> Given text:
================
Healthcare providers, health insurers and other “covered entities” under the Health Insurance Portability and Accountability Act of 1996 (HIPAA) and Health Information Technology for Economic and Clinical Health (HITECH) Act face a September 23 deadline to comply with the provisions of the Omnibus Final Rule, released by the U.S. Department of Health and Human Services (HHS) in January. The rule made significant modifications to HIPAA and HITECH’s privacy and security protections for individuals’ protected health information (“PHI”), and strengthened the federal government’s enforcement authority.
Among other changes, the Final Rule expanded many of the requirements applicable to business associates that receive PHI from covered entities. Covered entities that did not have a business associate agreement (“BAA”) in place by January 25 of this year that complied with the prior HIPAA and HITECH regulations must enter into a new agreement by September 23 that complies with the Final Rule. Entities that had a HIPAA-compliant BAA in place as of January 25 may continue operating under their existing agreement until September 23, 2014, as long as the BAA was not revised or renewed between March 26 and September 23, 2013. HHS has posted sample BAA provisions on its website but the language of any BAA should be customized to reflect the relationship between the parties and perhaps to add additional provisions.
================
> Records from a collection:

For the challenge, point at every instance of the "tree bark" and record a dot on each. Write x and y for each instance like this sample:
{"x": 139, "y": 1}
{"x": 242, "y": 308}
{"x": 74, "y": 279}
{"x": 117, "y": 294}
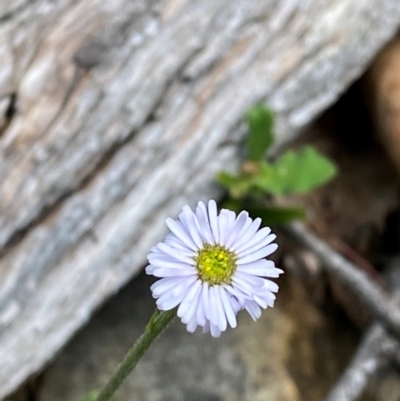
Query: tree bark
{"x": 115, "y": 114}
================
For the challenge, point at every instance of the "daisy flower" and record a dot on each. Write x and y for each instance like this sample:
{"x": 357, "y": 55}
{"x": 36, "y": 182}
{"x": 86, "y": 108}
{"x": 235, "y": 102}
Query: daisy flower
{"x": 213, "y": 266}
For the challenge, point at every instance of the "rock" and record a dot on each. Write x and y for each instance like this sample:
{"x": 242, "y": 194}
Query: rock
================
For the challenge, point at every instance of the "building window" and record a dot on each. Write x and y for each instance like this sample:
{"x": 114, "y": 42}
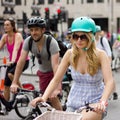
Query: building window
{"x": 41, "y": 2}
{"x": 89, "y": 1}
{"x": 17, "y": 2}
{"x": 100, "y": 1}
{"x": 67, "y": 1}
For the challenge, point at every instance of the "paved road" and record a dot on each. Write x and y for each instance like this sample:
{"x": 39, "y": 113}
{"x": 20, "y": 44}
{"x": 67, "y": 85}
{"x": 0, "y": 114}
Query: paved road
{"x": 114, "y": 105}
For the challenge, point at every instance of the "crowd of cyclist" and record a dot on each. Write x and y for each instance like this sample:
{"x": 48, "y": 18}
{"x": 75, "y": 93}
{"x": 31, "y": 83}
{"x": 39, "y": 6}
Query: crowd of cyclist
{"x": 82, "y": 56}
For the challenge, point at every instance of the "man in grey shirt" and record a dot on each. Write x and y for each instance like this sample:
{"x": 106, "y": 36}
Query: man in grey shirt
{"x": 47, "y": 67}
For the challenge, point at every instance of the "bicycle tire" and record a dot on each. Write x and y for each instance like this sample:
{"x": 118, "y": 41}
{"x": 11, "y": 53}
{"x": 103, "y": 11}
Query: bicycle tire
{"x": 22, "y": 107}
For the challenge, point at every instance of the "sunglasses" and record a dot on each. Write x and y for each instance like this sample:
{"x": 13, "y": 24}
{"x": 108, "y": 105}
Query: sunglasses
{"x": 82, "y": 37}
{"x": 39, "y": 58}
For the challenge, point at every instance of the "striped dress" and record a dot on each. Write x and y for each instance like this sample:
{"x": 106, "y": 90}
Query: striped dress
================
> Apply what you read:
(1) In the passage on the HIPAA Omnibus Final Rule, until what date may entities with a HIPAA-compliant business associate agreement in place as of January 25 keep operating under that existing agreement?
(2) Carry the passage on the HIPAA Omnibus Final Rule forward from its last sentence.

> Solved problems:
(1) September 23, 2014, as long as the agreement was not revised or renewed between March 26 and September 23, 2013.

(2)
The Final Rule also strengthens the requirements of HIPAA’s Breach Notification Rule, which changes must be incorporated into BAAs, and increases the potential penalties for noncompliance with HIPAA and HITECH to as much as $1.5 million per violation. The Final Rule also expands individual patients’ rights under HIPAA (including setting limits on how their PHI may be used and disclosed for marketing and fundraising purposes) and requires that providers’ Notices of Privacy Practices be amended by September 23, 2013.
HIPAA covered entities and their business associates should make every effort to comply with the Final Rule by the deadline because in the event of a data breach or other violation, financial penalties will likely be far more severe for those that have not complied.